== Your objective ==
Only an exact copy of the records, from the line with "Exercise. Locate the blurred building" through the last line, is wanted.

== Materials provided ==
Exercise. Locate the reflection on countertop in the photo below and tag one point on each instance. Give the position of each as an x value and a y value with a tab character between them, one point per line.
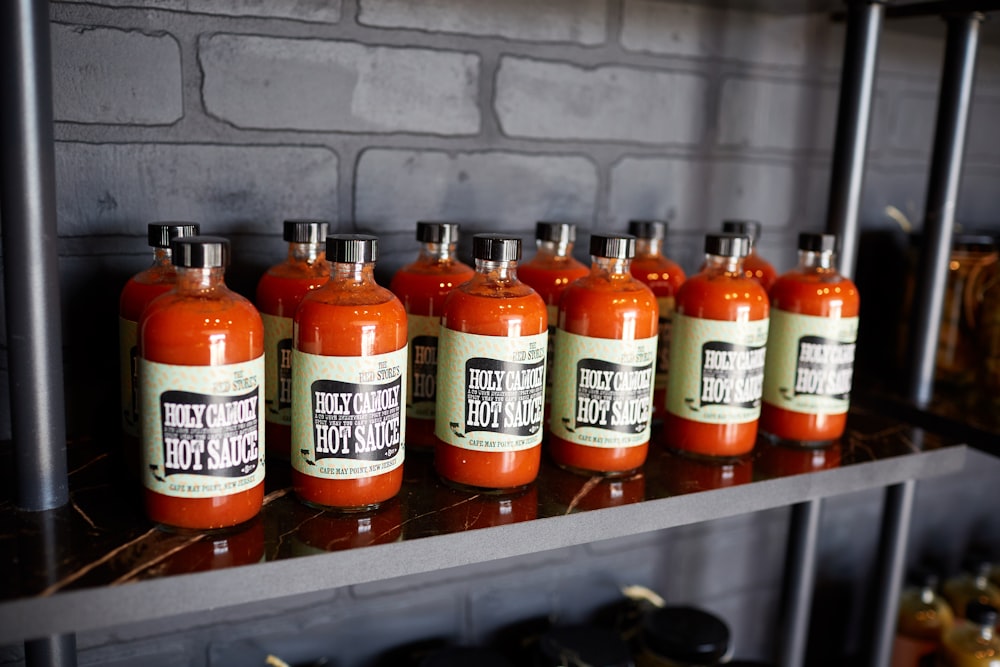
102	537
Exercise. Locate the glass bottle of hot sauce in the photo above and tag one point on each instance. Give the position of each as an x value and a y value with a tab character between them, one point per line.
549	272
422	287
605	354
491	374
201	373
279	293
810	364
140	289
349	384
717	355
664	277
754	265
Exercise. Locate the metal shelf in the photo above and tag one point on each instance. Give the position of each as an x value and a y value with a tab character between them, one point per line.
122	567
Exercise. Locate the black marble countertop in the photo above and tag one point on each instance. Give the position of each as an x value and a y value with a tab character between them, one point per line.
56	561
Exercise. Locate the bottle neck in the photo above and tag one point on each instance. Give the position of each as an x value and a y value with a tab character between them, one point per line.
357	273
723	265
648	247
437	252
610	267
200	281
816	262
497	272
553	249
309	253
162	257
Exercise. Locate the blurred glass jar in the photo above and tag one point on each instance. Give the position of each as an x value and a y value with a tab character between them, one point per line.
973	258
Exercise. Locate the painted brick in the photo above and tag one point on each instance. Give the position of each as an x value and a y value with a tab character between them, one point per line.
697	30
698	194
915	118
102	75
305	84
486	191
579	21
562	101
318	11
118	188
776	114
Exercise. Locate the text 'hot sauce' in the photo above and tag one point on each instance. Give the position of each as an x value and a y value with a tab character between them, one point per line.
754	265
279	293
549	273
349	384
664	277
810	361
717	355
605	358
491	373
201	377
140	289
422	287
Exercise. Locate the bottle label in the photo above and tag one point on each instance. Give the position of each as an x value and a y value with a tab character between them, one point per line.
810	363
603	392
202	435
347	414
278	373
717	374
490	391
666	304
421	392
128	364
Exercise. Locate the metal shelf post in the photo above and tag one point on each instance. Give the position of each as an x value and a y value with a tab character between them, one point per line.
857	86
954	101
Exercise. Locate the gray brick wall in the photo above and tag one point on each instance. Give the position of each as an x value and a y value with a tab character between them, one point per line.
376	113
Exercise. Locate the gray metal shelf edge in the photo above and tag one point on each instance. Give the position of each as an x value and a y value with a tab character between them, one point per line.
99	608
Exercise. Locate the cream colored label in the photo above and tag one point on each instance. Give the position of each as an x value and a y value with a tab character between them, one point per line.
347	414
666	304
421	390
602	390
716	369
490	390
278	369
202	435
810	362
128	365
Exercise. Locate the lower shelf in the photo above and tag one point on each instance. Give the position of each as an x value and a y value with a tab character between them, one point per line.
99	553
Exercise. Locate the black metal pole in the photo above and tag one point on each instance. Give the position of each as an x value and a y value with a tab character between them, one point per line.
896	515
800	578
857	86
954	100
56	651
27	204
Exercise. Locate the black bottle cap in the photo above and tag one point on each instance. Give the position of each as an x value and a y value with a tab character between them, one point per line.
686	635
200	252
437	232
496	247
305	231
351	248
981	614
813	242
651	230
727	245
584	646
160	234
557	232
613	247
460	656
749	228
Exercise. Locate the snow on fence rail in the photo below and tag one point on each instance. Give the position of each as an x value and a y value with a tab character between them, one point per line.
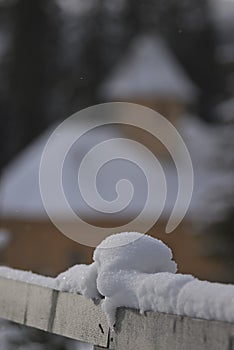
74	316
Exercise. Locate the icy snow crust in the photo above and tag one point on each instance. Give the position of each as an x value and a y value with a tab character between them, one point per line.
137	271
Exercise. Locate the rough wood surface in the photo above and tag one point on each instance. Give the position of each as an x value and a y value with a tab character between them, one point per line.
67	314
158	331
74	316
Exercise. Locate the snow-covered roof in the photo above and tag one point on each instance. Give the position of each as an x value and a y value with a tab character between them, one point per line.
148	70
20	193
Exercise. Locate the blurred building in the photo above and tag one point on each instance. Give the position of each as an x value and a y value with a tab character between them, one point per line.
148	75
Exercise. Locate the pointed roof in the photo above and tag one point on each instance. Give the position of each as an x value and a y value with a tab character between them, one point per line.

== Response to the task ==
Exercise. Locate the blurred building in the photo above and tag one point on each instance. Give the position of each as an x value and a y value with a tab character between them, one point per line.
148	75
Exercise. Locate the pointed roof in the photo above and tag one point on each instance. Give the position of each as an x value and a y value with a tab character between them, one point per line.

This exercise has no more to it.